Written exercise =>
Only the lines from the one containing "Give the innermost point of each instance of the groom's short" through the end of the material are to be echoed, each exactly as it appears.

Material to process =>
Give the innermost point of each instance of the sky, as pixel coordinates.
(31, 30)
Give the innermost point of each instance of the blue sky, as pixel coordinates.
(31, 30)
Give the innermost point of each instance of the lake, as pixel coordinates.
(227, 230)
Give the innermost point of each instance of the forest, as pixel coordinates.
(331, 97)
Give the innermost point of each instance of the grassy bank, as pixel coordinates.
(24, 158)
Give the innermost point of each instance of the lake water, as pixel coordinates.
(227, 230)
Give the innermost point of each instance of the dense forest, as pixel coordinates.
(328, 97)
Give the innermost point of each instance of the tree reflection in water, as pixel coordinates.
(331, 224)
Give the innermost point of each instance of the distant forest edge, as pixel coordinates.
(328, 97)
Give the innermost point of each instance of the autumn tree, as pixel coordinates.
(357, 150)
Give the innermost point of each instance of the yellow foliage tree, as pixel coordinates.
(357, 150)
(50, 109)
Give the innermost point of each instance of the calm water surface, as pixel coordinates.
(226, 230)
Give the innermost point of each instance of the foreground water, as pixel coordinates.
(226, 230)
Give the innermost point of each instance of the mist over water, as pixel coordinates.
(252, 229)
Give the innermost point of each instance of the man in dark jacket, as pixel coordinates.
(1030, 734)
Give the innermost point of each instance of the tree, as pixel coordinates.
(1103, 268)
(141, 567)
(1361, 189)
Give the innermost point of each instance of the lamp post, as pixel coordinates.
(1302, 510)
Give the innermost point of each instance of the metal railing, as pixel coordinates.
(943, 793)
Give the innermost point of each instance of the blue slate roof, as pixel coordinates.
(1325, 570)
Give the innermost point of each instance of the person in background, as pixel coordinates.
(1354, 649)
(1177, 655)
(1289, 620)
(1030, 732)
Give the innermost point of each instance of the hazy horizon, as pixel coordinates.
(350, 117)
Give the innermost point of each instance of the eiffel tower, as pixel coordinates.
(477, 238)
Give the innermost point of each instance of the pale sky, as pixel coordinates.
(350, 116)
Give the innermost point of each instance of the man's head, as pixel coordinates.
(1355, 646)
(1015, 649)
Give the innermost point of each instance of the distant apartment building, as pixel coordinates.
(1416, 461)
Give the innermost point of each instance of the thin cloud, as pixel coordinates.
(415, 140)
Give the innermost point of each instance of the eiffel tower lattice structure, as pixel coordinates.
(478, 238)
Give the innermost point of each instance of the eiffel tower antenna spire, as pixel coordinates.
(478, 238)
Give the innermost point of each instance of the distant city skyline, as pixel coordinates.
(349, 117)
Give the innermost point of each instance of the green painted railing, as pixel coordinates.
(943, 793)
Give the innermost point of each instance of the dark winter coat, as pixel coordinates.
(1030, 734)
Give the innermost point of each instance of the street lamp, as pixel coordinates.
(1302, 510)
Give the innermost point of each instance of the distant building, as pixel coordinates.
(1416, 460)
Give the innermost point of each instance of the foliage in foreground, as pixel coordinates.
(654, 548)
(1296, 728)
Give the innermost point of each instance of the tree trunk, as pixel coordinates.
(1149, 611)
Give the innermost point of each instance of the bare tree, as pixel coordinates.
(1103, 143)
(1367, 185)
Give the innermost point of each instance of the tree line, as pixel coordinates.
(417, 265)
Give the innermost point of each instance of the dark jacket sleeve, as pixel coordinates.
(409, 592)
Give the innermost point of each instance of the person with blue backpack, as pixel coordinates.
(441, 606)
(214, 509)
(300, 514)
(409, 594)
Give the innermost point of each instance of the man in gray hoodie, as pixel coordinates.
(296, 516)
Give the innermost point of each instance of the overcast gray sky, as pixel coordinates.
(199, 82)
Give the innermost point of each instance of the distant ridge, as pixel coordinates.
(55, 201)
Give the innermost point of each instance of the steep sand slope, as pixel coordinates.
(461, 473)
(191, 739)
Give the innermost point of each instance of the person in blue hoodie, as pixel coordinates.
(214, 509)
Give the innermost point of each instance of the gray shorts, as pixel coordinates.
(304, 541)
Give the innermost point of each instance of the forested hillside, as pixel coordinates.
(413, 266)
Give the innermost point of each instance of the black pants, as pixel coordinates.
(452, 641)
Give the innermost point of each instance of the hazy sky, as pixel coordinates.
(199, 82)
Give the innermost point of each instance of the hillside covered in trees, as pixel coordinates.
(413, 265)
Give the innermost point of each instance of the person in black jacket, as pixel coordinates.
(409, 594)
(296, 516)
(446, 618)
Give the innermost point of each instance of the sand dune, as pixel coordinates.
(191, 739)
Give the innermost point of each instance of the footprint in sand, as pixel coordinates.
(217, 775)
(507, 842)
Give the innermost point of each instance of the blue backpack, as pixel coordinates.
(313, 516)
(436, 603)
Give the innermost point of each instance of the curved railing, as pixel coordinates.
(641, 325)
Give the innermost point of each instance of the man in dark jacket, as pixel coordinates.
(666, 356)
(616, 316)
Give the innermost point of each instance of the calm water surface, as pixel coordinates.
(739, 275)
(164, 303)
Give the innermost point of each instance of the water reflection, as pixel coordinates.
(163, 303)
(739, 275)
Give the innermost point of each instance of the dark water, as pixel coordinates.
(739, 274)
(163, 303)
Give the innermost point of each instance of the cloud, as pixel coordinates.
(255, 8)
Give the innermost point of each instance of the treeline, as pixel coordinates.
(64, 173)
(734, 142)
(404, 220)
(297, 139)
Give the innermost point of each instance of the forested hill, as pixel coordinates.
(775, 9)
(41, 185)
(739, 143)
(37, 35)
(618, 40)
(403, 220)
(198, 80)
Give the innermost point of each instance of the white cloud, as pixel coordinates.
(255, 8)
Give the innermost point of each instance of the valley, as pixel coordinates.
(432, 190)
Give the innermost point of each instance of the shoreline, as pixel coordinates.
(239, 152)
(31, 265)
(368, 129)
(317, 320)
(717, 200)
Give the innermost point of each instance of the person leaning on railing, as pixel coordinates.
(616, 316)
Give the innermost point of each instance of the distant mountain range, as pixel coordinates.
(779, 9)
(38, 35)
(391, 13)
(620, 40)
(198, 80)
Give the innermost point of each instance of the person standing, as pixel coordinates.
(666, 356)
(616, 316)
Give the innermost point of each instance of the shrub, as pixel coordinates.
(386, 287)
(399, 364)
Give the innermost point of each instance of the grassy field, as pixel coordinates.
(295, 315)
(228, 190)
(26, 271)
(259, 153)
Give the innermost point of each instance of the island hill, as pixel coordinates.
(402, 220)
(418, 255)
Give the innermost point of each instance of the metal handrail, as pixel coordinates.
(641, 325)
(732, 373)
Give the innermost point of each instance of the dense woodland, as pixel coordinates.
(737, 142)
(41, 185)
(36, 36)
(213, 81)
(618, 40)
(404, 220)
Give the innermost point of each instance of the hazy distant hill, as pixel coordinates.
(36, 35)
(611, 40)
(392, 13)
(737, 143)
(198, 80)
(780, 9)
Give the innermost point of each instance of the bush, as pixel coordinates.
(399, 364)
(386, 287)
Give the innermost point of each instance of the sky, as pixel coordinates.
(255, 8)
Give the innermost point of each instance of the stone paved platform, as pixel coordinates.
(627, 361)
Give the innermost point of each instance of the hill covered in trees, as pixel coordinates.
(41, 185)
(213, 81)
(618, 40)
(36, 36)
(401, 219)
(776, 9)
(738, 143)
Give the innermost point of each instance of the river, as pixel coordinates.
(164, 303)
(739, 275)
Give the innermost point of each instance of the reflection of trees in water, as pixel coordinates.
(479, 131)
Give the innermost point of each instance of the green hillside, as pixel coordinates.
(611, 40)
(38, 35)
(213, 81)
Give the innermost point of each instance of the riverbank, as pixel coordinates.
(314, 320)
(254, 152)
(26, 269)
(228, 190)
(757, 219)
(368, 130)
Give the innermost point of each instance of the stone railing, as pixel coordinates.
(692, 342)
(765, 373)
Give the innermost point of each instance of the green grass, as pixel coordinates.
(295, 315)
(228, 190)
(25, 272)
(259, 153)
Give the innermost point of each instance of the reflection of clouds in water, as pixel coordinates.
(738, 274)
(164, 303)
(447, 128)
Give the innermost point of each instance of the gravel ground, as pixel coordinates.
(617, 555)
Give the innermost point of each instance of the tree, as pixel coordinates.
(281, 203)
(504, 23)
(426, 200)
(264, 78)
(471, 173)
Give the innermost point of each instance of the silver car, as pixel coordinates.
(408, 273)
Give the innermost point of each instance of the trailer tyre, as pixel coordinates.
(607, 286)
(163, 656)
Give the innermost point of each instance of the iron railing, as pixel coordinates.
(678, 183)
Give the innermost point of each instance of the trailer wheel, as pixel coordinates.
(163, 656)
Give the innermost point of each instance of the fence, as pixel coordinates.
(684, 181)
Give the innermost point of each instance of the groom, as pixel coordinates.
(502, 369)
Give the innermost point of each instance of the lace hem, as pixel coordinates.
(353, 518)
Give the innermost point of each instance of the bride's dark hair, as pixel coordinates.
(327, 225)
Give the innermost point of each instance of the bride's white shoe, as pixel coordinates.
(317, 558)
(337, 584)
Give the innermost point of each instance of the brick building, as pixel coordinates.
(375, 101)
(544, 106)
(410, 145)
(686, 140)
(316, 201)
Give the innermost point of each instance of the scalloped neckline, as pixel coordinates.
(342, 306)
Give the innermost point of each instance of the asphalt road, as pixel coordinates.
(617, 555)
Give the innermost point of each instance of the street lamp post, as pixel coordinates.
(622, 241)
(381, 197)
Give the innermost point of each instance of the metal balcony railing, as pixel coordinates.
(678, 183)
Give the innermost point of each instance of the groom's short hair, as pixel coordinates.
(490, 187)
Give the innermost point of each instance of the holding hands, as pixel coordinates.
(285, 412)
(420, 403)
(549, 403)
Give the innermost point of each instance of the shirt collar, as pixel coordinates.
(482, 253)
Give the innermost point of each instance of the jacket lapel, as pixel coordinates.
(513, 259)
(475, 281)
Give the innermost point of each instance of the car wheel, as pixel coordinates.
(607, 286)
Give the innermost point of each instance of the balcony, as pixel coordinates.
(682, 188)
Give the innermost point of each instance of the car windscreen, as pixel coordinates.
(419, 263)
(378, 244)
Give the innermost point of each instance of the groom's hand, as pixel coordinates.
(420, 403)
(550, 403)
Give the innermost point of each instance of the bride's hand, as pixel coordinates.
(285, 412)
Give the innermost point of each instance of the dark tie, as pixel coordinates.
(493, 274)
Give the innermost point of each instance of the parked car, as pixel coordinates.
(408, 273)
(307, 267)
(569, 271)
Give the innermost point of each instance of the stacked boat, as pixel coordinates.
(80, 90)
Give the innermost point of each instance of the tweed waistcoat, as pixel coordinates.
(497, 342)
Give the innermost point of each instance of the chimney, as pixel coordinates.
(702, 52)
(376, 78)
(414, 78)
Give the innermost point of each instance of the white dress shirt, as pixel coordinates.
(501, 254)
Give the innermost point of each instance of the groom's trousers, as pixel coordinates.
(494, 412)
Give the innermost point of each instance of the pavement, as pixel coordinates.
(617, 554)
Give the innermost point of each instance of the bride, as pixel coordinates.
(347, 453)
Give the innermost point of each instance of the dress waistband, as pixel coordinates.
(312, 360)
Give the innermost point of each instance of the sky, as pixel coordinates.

The solution =>
Give the innermost point of each instance of the groom's short hair, as pixel coordinates.
(490, 187)
Give the innermost point of each instance of the holding hands, as pixel coordinates.
(285, 412)
(420, 403)
(549, 403)
Give the innermost point of each instance of the shirt collar, as pixel coordinates.
(482, 253)
Give the innermost point of each instance of the jacket lapel, as pixel coordinates.
(513, 259)
(475, 281)
Give the innermost point of each instance of the car wheel, as pixel coordinates.
(607, 286)
Give the innermost point of each instance of the balcony, as pixel coordinates.
(682, 188)
Give the innermost point of each instance of the car windscreen, as pixel coordinates.
(419, 263)
(378, 244)
Give the innermost point of each instance of the groom's hand, as pixel coordinates.
(420, 403)
(550, 403)
Give the innermost point of each instance of the bride's hand, as pixel coordinates.
(285, 412)
Give the innermost point of each instance of the dark tie, as pixel coordinates.
(493, 274)
Give the innermost point of each instance of the parked car, as pixel coordinates.
(408, 273)
(307, 267)
(569, 271)
Give the innermost point of each instance of the stacked boat, as pixel coordinates.
(80, 90)
Give the innermost point of each instance of the tweed waistcoat, as pixel coordinates.
(497, 342)
Give the innermost point of each instance of the chimney, as pixel coordinates.
(702, 52)
(376, 78)
(414, 78)
Give the innermost point of each instance of the white dress shirt, as pixel coordinates.
(501, 254)
Give the innermost point of each instance of the groom's trousers, as pixel coordinates.
(494, 412)
Give the innermost point of each instance of the pavement, as pixel coordinates.
(617, 554)
Give the innermost point of each instance of the bride, as pixel coordinates.
(347, 453)
Give the innermost point of each instance of the dress waistband, as pixel coordinates.
(312, 360)
Give the innermost point of each instance of the sky, as pixel coordinates.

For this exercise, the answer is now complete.